_Data entries:_
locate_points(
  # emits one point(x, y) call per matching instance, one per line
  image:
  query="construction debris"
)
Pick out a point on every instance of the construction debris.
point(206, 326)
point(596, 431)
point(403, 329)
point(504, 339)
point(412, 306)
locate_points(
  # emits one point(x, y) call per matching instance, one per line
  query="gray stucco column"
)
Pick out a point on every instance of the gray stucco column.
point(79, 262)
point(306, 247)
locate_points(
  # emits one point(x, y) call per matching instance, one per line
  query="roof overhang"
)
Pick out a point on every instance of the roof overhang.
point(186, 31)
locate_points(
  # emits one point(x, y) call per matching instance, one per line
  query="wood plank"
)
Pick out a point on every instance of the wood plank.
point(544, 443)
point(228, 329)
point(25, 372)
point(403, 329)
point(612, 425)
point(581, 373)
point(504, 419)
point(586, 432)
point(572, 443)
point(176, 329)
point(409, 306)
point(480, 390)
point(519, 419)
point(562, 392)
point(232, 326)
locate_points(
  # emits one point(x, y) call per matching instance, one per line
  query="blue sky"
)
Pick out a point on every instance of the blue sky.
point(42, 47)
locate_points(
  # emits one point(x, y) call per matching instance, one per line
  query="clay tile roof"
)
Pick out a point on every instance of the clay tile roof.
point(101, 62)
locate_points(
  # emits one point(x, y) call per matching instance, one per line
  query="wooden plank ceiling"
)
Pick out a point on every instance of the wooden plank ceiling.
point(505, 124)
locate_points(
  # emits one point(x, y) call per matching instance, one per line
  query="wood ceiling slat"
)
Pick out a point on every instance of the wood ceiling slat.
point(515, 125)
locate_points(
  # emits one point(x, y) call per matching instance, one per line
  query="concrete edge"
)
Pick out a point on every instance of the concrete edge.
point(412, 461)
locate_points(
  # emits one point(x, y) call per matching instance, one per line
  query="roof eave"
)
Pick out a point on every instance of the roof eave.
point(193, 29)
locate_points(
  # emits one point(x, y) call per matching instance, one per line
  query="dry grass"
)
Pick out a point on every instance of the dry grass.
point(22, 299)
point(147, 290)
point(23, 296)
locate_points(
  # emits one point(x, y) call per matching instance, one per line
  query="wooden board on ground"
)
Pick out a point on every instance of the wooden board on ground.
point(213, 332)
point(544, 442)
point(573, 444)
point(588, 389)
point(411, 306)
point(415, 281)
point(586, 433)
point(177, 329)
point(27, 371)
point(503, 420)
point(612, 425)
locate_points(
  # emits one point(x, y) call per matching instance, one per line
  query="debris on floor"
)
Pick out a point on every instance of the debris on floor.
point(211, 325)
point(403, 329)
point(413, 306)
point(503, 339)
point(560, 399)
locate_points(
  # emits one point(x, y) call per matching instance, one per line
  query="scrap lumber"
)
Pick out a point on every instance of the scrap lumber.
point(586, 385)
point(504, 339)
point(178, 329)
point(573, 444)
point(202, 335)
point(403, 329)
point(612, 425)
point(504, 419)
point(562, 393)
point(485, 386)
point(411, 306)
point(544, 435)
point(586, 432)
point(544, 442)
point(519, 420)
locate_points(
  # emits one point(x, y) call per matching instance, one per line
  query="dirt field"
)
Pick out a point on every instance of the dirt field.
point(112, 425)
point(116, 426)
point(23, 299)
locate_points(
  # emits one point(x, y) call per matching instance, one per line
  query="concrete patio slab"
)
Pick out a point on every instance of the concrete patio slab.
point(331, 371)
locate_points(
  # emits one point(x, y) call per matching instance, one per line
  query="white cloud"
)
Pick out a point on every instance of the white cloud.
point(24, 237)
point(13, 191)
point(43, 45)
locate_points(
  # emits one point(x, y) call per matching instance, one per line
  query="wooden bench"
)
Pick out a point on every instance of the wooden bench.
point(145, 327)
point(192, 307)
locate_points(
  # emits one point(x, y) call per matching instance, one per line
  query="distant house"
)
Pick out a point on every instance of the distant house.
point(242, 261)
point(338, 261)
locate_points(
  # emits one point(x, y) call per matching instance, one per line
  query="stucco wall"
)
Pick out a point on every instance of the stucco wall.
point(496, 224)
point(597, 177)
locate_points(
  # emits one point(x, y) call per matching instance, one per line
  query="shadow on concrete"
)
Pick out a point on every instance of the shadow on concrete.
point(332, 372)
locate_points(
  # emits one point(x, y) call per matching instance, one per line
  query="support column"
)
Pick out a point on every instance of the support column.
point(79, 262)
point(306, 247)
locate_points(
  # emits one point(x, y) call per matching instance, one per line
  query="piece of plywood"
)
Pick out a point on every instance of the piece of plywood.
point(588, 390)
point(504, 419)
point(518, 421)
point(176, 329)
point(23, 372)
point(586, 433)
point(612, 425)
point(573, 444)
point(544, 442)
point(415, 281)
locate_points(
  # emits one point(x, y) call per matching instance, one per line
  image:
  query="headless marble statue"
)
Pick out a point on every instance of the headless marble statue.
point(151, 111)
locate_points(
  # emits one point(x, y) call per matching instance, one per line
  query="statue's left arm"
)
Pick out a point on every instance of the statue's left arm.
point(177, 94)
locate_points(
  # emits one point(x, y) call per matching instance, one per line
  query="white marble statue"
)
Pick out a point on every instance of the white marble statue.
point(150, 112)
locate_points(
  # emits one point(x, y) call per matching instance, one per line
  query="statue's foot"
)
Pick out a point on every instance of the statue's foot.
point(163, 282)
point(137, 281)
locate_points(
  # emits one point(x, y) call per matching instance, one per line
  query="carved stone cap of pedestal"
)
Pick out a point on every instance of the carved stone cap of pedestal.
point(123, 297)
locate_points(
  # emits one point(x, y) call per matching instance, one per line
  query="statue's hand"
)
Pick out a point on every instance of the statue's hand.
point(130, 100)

_Exercise description:_
Would you give the material above again, complete and exact?

_Result for this exercise:_
locate_points(
  # emits one point(x, y) call per matching instance, one per line
  image:
  query="construction debris"
)
Pick out a point on every instance of the construction debris.
point(206, 326)
point(596, 431)
point(403, 329)
point(504, 339)
point(412, 306)
locate_points(
  # emits one point(x, y) call per matching instance, one per line
  query="gray stucco column"
)
Pick out a point on every instance of the gray stucco column.
point(79, 262)
point(306, 247)
locate_points(
  # emits one point(x, y) call per matching instance, one per line
  query="roof overhang"
)
Pick out a point on every instance of the roof overhang.
point(186, 31)
locate_points(
  # emits one point(x, y) call per matching instance, one per line
  query="wood plank"
)
Pick out a point on every instance of the wood plank.
point(544, 443)
point(228, 329)
point(25, 372)
point(403, 329)
point(612, 425)
point(581, 373)
point(504, 419)
point(586, 432)
point(572, 443)
point(176, 329)
point(409, 306)
point(480, 390)
point(519, 419)
point(562, 392)
point(232, 326)
locate_points(
  # emits one point(x, y) call per matching instance, one per line
  query="blue sky"
)
Pick out a point on every instance of the blue sky.
point(42, 47)
locate_points(
  # emits one point(x, y) call per matching instance, one per line
  query="clay tile roof"
)
Pick out a point on every instance of the clay tile roof.
point(101, 62)
locate_points(
  # emits one point(x, y) call per matching instance, one per line
  query="wooden plank ceiling"
)
Pick out a point on every instance of the wooden plank ceiling.
point(505, 124)
locate_points(
  # emits one point(x, y) call per matching instance, one per line
  query="wood ceiling slat"
)
Pick out a point on every instance of the wood ceiling slat.
point(515, 125)
locate_points(
  # emits one point(x, y) call per matching instance, one per line
  query="concrete edge"
)
Pick out a point on every instance of the concrete edge.
point(412, 461)
locate_points(
  # emits one point(x, y) call per matching instance, one per line
  query="roof eave"
)
Pick out a point on every instance of the roof eave.
point(193, 29)
locate_points(
  # emits one point(x, y) call per matching instance, one per line
  query="dry grass"
)
Pick out a point on every instance of the dry grass.
point(22, 299)
point(147, 290)
point(23, 296)
locate_points(
  # emits one point(x, y) call per matching instance, one per line
  query="wooden board on ground"
)
Pick out a point on every instance of the wooden board on ground.
point(213, 332)
point(544, 442)
point(573, 444)
point(588, 389)
point(411, 306)
point(415, 281)
point(586, 433)
point(177, 329)
point(27, 371)
point(503, 420)
point(612, 425)
locate_points(
  # emits one point(x, y) call per matching instance, one per line
  query="debris on floor"
)
Pick out a point on every instance of the debris on floor.
point(211, 325)
point(403, 329)
point(413, 306)
point(503, 339)
point(560, 399)
locate_points(
  # emits one point(x, y) call per matching instance, one per line
  query="scrap lumber"
)
Pick out a point on every instance of the scrap lumber.
point(586, 385)
point(504, 339)
point(178, 329)
point(573, 444)
point(202, 335)
point(403, 329)
point(612, 425)
point(504, 419)
point(562, 393)
point(485, 386)
point(411, 306)
point(544, 435)
point(586, 432)
point(544, 442)
point(519, 420)
locate_points(
  # emits one point(x, y) call per matching instance, one per line
  query="dirt field"
)
Pick out a point on every instance of the dirt field.
point(112, 425)
point(116, 426)
point(23, 299)
locate_points(
  # emits one point(x, y) call per matching instance, one per line
  query="concrete patio slab"
)
Pick out a point on every instance of the concrete patio slab.
point(331, 371)
locate_points(
  # emits one point(x, y) call per matching instance, one per line
  query="white cloud"
)
Pick out a point on every instance of the white cloud.
point(24, 237)
point(13, 191)
point(43, 45)
locate_points(
  # emits one point(x, y) call per matching instance, one per line
  query="wooden bench"
)
Pick out a point on every instance of the wooden bench.
point(145, 327)
point(192, 307)
locate_points(
  # emits one point(x, y) call per matching instance, one per line
  query="distant house"
)
Pick out a point on every instance of the distant house.
point(242, 261)
point(338, 261)
locate_points(
  # emits one point(x, y) call per matching instance, one per line
  query="stucco wall"
)
Pick out a point on every instance of the stucco wall.
point(496, 224)
point(597, 177)
locate_points(
  # emits one point(x, y) call per matching instance, one per line
  query="shadow on concrete"
)
Pick out a point on every instance of the shadow on concrete.
point(332, 372)
locate_points(
  # emits one point(x, y) call per matching instance, one per line
  query="support column"
)
Pick out a point on every instance of the support column.
point(79, 262)
point(306, 247)
locate_points(
  # emits one point(x, y) call per matching instance, one per line
  query="piece of plywood"
)
Pick out a point on every instance of the piece of plywood.
point(588, 390)
point(504, 419)
point(518, 421)
point(176, 329)
point(23, 372)
point(586, 433)
point(612, 425)
point(573, 444)
point(544, 442)
point(415, 281)
locate_points(
  # emits one point(x, y) call per matching instance, one per line
  image:
  query="headless marble statue"
)
Pick out a point on every instance of the headless marble statue.
point(151, 111)
locate_points(
  # emits one point(x, y) call per matching instance, one per line
  query="statue's left arm"
)
Pick out a point on every instance of the statue's left arm.
point(177, 94)
locate_points(
  # emits one point(x, y) call per matching instance, one per line
  query="white marble statue"
)
Pick out a point on every instance of the white marble statue.
point(150, 112)
locate_points(
  # emits one point(x, y) call per matching instance, one per line
  query="statue's foot"
)
Pick out a point on every instance of the statue's foot.
point(163, 282)
point(137, 281)
locate_points(
  # emits one point(x, y) call per matching instance, one per line
  query="carved stone cap of pedestal"
)
Pick out a point on every instance of the carved stone cap of pedestal.
point(123, 297)
locate_points(
  # emits one point(x, y) call per matching instance, one per line
  query="statue's hand"
)
Pick out a point on every instance of the statue's hand.
point(130, 100)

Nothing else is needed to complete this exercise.